Every line of the data must be copied exactly.

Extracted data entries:
***
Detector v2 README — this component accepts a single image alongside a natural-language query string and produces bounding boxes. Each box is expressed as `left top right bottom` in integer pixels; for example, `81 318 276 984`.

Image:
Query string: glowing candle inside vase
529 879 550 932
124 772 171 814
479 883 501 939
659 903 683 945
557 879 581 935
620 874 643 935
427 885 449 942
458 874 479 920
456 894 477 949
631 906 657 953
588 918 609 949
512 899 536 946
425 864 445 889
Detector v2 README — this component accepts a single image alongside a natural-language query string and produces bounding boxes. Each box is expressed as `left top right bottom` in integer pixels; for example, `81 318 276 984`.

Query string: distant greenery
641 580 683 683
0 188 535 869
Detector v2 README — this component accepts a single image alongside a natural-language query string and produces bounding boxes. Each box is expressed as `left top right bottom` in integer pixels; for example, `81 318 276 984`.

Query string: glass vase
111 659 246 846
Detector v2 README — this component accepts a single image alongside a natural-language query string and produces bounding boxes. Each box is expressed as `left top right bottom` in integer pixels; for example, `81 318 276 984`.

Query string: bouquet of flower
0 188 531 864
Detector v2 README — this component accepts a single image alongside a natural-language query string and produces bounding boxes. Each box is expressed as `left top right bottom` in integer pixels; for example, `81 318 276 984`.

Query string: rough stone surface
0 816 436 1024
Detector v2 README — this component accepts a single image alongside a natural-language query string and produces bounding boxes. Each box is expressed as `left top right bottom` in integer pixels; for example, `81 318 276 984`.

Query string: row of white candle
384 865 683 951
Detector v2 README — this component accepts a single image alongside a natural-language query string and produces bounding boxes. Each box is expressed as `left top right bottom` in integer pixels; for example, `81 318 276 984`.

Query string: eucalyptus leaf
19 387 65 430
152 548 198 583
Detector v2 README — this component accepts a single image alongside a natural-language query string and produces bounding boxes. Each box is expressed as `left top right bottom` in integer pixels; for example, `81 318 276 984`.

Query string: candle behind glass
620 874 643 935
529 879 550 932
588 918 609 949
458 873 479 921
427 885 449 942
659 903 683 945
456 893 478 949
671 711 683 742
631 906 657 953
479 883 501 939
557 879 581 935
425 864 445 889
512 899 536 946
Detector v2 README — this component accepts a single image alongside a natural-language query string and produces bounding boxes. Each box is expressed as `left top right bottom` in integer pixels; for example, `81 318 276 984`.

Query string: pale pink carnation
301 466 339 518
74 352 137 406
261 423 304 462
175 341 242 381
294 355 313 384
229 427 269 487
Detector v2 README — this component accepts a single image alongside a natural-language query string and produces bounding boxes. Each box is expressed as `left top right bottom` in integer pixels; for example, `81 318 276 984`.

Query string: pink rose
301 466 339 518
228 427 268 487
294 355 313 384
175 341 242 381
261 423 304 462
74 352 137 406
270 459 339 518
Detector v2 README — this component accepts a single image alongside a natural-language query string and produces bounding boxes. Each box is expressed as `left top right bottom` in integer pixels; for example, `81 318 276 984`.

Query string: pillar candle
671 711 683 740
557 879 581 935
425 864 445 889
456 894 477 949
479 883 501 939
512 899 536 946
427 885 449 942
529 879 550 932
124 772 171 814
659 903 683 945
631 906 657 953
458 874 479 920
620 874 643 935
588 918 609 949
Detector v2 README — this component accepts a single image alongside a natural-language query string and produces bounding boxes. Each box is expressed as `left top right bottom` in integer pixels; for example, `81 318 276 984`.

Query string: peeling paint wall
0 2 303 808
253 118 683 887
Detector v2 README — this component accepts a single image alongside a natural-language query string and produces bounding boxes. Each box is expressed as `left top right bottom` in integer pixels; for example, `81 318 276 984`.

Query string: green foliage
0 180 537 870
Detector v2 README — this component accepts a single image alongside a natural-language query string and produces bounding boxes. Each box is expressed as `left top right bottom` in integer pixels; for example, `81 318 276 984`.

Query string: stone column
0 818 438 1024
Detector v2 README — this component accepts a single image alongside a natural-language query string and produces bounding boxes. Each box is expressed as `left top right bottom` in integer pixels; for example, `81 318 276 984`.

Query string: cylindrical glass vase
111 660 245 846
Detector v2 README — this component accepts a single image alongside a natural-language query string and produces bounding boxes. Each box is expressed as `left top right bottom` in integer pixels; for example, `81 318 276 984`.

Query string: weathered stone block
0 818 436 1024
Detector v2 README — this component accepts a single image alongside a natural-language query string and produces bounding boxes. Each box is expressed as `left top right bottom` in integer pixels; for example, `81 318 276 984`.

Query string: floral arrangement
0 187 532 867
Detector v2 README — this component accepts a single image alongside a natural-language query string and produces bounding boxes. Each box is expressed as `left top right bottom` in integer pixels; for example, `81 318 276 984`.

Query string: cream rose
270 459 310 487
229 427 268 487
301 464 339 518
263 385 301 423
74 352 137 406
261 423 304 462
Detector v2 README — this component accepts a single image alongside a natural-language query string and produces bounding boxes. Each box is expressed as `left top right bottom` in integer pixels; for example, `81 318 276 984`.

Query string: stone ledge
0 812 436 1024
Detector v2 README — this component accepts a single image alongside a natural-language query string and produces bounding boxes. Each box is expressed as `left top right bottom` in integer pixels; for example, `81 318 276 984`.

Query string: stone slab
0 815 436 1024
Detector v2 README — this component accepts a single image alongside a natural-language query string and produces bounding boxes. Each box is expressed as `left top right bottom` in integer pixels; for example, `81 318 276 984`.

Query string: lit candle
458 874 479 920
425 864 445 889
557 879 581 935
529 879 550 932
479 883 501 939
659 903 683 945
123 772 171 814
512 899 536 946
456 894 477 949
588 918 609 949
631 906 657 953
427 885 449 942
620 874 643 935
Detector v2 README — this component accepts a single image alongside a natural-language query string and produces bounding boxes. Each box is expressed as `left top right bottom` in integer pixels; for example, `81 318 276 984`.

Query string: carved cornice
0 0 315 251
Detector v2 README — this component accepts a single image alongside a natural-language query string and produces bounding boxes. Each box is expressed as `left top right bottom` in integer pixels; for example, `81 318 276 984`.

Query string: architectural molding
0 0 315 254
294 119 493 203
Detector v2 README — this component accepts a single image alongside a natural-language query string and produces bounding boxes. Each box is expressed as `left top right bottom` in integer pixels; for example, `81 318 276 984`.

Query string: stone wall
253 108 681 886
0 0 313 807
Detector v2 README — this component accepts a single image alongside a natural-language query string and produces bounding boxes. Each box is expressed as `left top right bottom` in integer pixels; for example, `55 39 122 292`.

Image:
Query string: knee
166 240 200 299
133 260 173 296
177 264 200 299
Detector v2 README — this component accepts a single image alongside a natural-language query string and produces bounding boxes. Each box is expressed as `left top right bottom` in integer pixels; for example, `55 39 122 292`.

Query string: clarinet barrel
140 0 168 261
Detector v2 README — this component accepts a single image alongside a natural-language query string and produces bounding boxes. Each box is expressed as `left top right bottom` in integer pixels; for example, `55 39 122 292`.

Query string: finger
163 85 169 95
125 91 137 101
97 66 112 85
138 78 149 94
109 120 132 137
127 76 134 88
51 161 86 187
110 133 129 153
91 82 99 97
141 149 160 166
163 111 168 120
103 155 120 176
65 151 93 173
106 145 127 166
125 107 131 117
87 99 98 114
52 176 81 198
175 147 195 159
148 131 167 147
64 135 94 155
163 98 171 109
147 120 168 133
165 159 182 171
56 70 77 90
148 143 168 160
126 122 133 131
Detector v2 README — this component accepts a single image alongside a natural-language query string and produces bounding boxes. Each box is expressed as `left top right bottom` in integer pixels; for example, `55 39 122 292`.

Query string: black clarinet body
***
## THE RESULT
Detector v2 README — this component accepts a single image alongside a natural-language query string and produces bounding boxes. Each box is expressed as `left top right bottom` in integer pixels; for example, `81 318 276 984`.

Image:
Query string: glowing candle inside vase
529 879 550 932
124 772 171 814
479 883 501 939
659 903 683 945
557 879 581 935
620 874 643 935
427 885 449 942
458 874 479 920
456 894 477 949
631 906 657 953
588 918 609 949
512 899 536 946
425 864 445 889
Detector v2 README — this component accepts a single image alongside a natural-language query string and produces bounding boxes. Each box is expressed as `left top right bottom` in integer pixels; for example, `81 318 276 984`.

Query string: distant greenery
641 580 683 683
0 188 535 869
Detector v2 README — this component accepts a single image alongside a natural-language query string and produces bounding boxes. Each box is expressed as `left top right bottom` in integer pixels; for example, `81 318 276 984`.

Query string: glass vase
111 659 246 846
Detector v2 README — this component accepts a single image alongside a natural-language query string and produces bounding boxes. Each box is expressed as `left top right bottom` in integer pixels; for example, `81 318 276 984`.

Query string: bouquet of flower
0 188 531 864
Detector v2 README — this component accepts a single image alongside a natural-language query string and produces bounding boxes. Each box is expressed as `left top right bottom` in integer pixels; for example, `81 318 276 984`.

Query string: rough stone surface
0 816 436 1024
Detector v2 README — this component accepts a single image alongside a natural-language query string and produces bounding boxes. Each box is expressed as `left top right bottom` in integer pixels; for example, `81 318 276 984`.

Query string: row of white candle
384 865 683 951
Detector v2 README — this component accepts a single image alongside a natural-language query string and produces bounding boxes. Each box is expressed as `left top right bottom` in integer pixels; for example, `81 318 276 984`.

Query string: eucalyptus leaf
19 387 65 430
152 548 198 583
Detector v2 README — this component accepts a single image alongside a natural-language query string and produces bounding boxes. Each box is expressed as `left top right bottom` in integer pixels; for example, `81 318 276 984`.

Query string: candle behind glass
620 874 643 935
529 879 550 932
588 918 609 949
458 873 479 921
427 885 449 942
659 903 683 945
456 893 478 949
671 711 683 742
631 906 657 953
479 883 501 939
557 879 581 935
425 864 445 889
512 899 536 946
Detector v2 README — this component accepts a single image alongside a natural-language query string and produces bounding boxes. Each box is expressed as `left top right bottom` in integer pixels; for example, `81 318 276 984`.

Query string: pale pink carnation
301 466 339 518
74 352 137 406
261 423 304 462
175 341 242 381
294 355 313 384
229 427 269 487
Detector v2 README — this component accepts a single image alongside a natural-language query string and produces bounding boxes. Each box is expressed as `left top right bottom` in integer pixels; for example, `81 318 276 984`.

Query string: pink rose
301 466 339 518
228 427 268 487
294 355 313 384
175 341 242 381
261 423 304 462
74 352 137 406
270 459 339 518
Detector v2 README — this component accepts a single image alongside a natural-language query string and produces bounding boxes. Each box is expressed as `left top right bottom` in integer pixels; for example, `81 318 276 984`.

Query string: pillar candle
671 711 683 740
557 879 581 935
425 864 445 889
456 894 477 949
479 883 501 939
512 899 536 946
427 885 449 942
529 879 550 932
124 772 171 814
659 903 683 945
631 906 657 953
458 874 479 920
620 874 643 935
588 918 609 949
Detector v2 README — this component accepts a single image alongside a natural-language query string and produces bounding boxes. Each box is expressed as `left top right bottom` in integer pixels; for example, `81 318 276 984`.

Query string: peeling paint wall
0 2 303 808
253 118 683 887
Detector v2 README — this component accepts a single image alongside a natural-language query string and produces bounding boxes. Each box is expressed as `left top right bottom` in integer pixels; for example, `81 318 276 984`.

Query string: green foliage
0 180 537 870
Detector v2 README — this component accepts a single image alongside a natural-language query string and produces bounding boxes. Each box is expressed as `left top right bottom` in integer pixels; for example, `81 318 276 984`.

Query string: stone column
0 818 438 1024
Detector v2 README — this component accepts a single image alongside a natural-language query string and produces bounding boxes. Each box is expressed as `left top right bottom` in integer pixels; for example, `81 318 276 984`.

Query string: cylindrical glass vase
111 660 245 846
Detector v2 README — this component accepts a single image alongside a natural-language query string and produces bounding boxes. Each box is expressed as `left top right bottom` in integer pixels; for example, `81 318 276 984`.

Query string: weathered stone block
0 818 436 1024
Detector v2 README — this component accepts a single image alongside a natural-language query string and produces bounding boxes. Each box is expressed as `left top right bottom` in integer pixels; for example, `81 318 276 984`.

Query string: floral arrangement
0 187 532 867
Detector v2 README — this component accepts a single image alongside a natural-language query string and produces bounding boxes. Each box is expressed as `left top right bottom` in integer pixels; for example, `81 318 276 984`.

Query string: cream rose
270 459 310 487
229 427 268 487
301 464 339 518
263 385 301 423
74 352 137 406
261 423 304 462
Detector v2 README — this component accepts a single image alongside a natural-language query string and produces bounding boxes. Each box is expressed as `left top right bottom` in integer pixels; for example, `81 318 276 984`.

Query string: stone ledge
0 812 436 1024
Detector v2 README — this component accepts a single image alongside a natural-language query string and produces bounding boxes. Each box is expressed as `left top right bottom` in integer pixels; for example, `81 318 276 984`.

Query string: stone slab
0 815 436 1024
Detector v2 README — this component accepts a single image alongside a natural-language query string and produces bounding boxes. Each box is expressed as `left top right bottom` in integer pixels; for example, `81 318 276 984`.

Query string: lit candle
458 874 479 920
425 864 445 889
557 879 581 935
529 879 550 932
479 883 501 939
659 903 683 945
123 772 171 814
512 899 536 946
456 894 477 949
588 918 609 949
631 906 657 953
427 885 449 942
620 874 643 935
Detector v2 README — this component accepts a single image alongside a natural-language query string and produces bounding boxes. Each box is expressed as `left top right bottom` in integer pixels; for example, `81 318 276 984`.

Query string: carved cornice
0 0 315 251
Detector v2 README — this component accepts a single image alongside a natural-language query string and produces bounding boxes. Each box is expressed as `left top right bottom` in integer pixels; for example, `81 318 276 984`.

Query string: architectural molding
0 0 315 254
294 119 493 203
Detector v2 README — this component accepts a single image alongside a natural-language query string and produces bounding boxes. Each box is expressed as `left top right bottom` in integer pixels; for example, `81 318 276 984`.

Query string: stone wall
253 108 681 886
0 0 313 807
Detector v2 README — this component accepts a single image alongside a natural-language query string and produces bounding boxes. Each box is expressed as `left top right bottom` in integer pixels; for example, `55 39 122 292`.

Image:
Query string: knee
166 240 200 299
133 260 173 296
177 264 200 299
Detector v2 README — this component accepts a single image alongside a natural-language query string and produces bounding boxes. Each box is expressed as `left top right bottom` in integer pixels; for example, `55 39 122 292`.

Query string: clarinet barrel
140 0 168 261
Detector v2 README — this component accepts a single image alongside a natural-language query string and produces bounding boxes. Each box is expressed as `left top right bottom` in integer pixels; for example, `55 39 122 292`.

Query string: finger
163 85 169 95
125 91 137 101
97 66 112 85
138 78 149 94
109 120 132 137
127 76 134 88
51 161 86 187
110 133 129 153
91 82 99 97
141 149 160 166
163 111 168 120
103 155 120 176
65 151 93 173
106 145 127 166
125 107 131 117
87 99 98 114
52 176 81 198
175 147 195 159
148 131 167 147
64 135 94 155
163 98 171 109
147 120 168 133
165 159 182 171
56 70 77 90
148 143 168 160
126 122 133 131
Detector v2 README — this component accepts a single image alongside a natural-language query string and produces bounding boxes. Each box is expressed as `left top right bottom` in integer pixels; for example, `55 39 122 292`.

Query string: black clarinet body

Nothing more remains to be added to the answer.